_EXERCISE DETAILS_
Format every line of the data below as a JSON list of strings, with one string per line and no entries for blank lines.

** START OF INPUT DATA **

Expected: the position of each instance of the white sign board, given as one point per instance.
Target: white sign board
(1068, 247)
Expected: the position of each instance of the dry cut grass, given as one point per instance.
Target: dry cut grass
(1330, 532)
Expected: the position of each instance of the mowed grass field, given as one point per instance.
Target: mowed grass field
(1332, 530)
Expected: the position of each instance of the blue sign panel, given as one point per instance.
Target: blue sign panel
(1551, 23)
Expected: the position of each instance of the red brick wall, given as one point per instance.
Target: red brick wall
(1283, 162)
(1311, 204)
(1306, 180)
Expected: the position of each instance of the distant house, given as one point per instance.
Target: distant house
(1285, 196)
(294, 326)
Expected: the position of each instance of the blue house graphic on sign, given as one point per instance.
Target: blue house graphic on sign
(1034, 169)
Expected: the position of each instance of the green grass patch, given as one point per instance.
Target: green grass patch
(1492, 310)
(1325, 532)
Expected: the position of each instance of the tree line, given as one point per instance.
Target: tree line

** END OF INPUT DATA **

_ANSWER TO THE PROBLEM_
[
  "Expected: the position of each instance of the white sign board, given as one point per instance.",
  "Target: white sign board",
  "(1068, 247)",
  "Expected: the position of each instance of the dry cut grass, given as one point per instance.",
  "Target: dry cut grass",
  "(1330, 532)",
  "Expected: the position of each instance of the mowed grass field, given as one point per instance.",
  "Target: mowed grass field",
  "(1332, 530)",
  "Expected: the position of each instance of the blue sign panel, given as one point per instance.",
  "Target: blue sign panel",
  "(1551, 23)",
  "Expected: the position of each instance of the red brick wall, given as one point per instance.",
  "Target: red brick wall",
  "(1283, 162)",
  "(1311, 204)",
  "(1306, 180)",
  "Expected: the position of each instance of the distant house, given as one point per instance.",
  "Target: distant house",
  "(1285, 196)",
  "(294, 326)",
  "Expected: the position of each instance of the blue house graphic on sign, given as one point per instance.",
  "Target: blue house graphic on sign",
  "(1034, 169)",
  "Expected: the position of each instance of the green grass patch, given as one point per instance.",
  "Target: green grass patch",
  "(1492, 310)",
  "(1325, 532)",
  "Expected: the position of each instance of the tree line, given as one point per instance.",
  "Target: tree line"
]